# Start of SOURCE DATA

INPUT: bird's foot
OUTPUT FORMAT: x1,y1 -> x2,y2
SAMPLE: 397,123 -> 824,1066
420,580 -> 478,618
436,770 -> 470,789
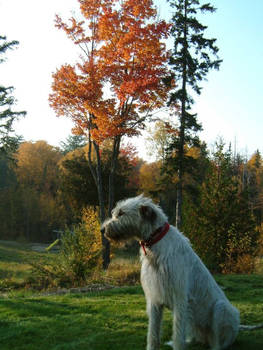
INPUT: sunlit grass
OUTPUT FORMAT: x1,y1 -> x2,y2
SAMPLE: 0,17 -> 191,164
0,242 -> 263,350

# End of SOURCE DATA
# Start of SOURCE DATA

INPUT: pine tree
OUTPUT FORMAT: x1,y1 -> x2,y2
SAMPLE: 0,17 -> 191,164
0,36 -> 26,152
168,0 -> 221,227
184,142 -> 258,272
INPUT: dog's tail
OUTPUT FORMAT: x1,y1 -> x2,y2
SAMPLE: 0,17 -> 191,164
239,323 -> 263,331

# End of SOURCE DATA

THE EXERCISE
Retype the lines running from the line with "INPUT: dog's tail" to the line with "239,323 -> 263,331", both included, with no other text.

TASK RESPONSE
INPUT: dog's tail
OUTPUT FORMAT: x1,y1 -> x2,y2
SAMPLE: 0,17 -> 191,164
239,323 -> 263,331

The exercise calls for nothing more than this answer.